## Problem requirements
Can you copy out all of the lines below word for word, leaving out the pictures?

(Examples of point labeling)
====================

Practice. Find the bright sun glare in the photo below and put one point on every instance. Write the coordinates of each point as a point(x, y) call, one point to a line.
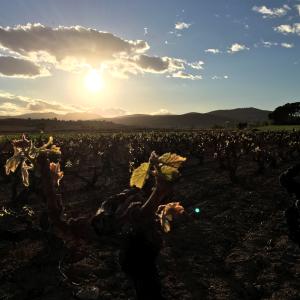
point(94, 81)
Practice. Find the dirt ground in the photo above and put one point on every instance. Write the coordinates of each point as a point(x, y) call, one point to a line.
point(236, 247)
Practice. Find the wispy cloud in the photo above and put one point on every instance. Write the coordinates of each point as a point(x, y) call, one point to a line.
point(288, 29)
point(298, 8)
point(76, 48)
point(184, 75)
point(22, 68)
point(268, 44)
point(11, 104)
point(287, 45)
point(215, 77)
point(271, 12)
point(236, 47)
point(161, 112)
point(212, 51)
point(198, 65)
point(182, 25)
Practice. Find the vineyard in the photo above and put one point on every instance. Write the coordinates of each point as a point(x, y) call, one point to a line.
point(227, 240)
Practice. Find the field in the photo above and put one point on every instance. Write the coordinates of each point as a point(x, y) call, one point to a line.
point(236, 245)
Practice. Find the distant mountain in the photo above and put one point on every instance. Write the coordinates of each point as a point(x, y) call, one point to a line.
point(250, 114)
point(64, 117)
point(184, 121)
point(195, 120)
point(79, 116)
point(49, 115)
point(190, 120)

====================

## Finished exercise
Practice. Find the bright sun glare in the photo below and put one point on every instance. Write the coordinates of each point as a point(x, y) call, one point to a line.
point(94, 81)
Practice. Find the dirt ground in the photo above and put one point on every instance. Write the coordinates of each point as a point(x, y) call, one point to a line.
point(236, 247)
Practice. Find the wispy cloud in the photo above and put one point on every instance. Write the coordinates of each point as a point(x, y) call, one point to a line.
point(288, 29)
point(298, 8)
point(76, 48)
point(184, 75)
point(22, 68)
point(268, 44)
point(11, 104)
point(287, 45)
point(215, 77)
point(271, 12)
point(236, 47)
point(161, 112)
point(212, 51)
point(198, 65)
point(182, 25)
Practice. Find the vineyard in the photo above and put one point on every instance. Write the coordinates of each point as a point(x, y) call, one point to a line.
point(227, 240)
Practice. Find the field in the photo above and put one point on every instance. Write the coordinates of each point as a point(x, y) call, one point to a line.
point(236, 245)
Practice. Find the distant mountain in the photo above and put one point on every instance. Write the coordinates of each point as a point(x, y) call, one point to a line.
point(250, 114)
point(64, 117)
point(184, 121)
point(195, 120)
point(79, 116)
point(49, 115)
point(190, 120)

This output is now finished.